### EXERCISE TASK:
How many lines in the rows below contain the string "large", with case counting? Reply with the number alone.

Collection entries:
______________________________
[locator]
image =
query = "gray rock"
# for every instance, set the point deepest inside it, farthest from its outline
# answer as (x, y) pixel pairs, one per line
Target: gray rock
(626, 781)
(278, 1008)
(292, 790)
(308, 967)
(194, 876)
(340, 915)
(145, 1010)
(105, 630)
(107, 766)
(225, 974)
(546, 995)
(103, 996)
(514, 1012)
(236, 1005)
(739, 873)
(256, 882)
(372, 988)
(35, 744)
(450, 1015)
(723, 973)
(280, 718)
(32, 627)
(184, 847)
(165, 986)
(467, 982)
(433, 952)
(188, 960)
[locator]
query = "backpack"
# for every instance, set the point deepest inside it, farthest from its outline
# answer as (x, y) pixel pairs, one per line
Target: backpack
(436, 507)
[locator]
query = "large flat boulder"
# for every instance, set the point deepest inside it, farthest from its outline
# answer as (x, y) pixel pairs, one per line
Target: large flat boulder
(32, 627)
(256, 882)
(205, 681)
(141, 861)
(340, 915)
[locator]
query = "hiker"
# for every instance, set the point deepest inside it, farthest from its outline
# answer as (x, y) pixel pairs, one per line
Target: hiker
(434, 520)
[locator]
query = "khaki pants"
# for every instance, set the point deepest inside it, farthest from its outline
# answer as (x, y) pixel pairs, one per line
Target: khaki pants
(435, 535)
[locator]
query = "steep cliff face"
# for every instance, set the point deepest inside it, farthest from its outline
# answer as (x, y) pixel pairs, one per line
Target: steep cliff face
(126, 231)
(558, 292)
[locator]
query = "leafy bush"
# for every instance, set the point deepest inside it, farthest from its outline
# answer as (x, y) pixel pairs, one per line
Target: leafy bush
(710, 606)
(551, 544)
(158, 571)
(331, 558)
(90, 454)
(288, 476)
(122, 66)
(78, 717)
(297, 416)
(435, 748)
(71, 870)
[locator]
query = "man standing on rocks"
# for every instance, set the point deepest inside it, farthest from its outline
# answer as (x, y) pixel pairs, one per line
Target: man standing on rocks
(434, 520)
______________________________
### TASK RESULT:
2